Work required >> Recast the lines below as a Markdown table with the columns "No." and "Line", numbering each row and dropping any blank lines. Leave the pictures out of the answer.

══ Records for this exercise

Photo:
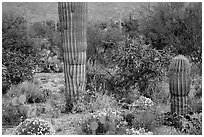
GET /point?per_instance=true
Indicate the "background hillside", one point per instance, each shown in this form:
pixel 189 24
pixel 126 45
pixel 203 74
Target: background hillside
pixel 98 11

════

Answer >>
| No. | Line |
|---|---|
| 1 | Photo: |
| 2 | GET /point?per_instance=true |
| 3 | Indicate the "background hillside", one point per instance, each shown in this form: |
| 4 | pixel 189 24 |
| 5 | pixel 126 45 |
| 6 | pixel 203 74 |
| 7 | Target: background hillside |
| 8 | pixel 98 11 |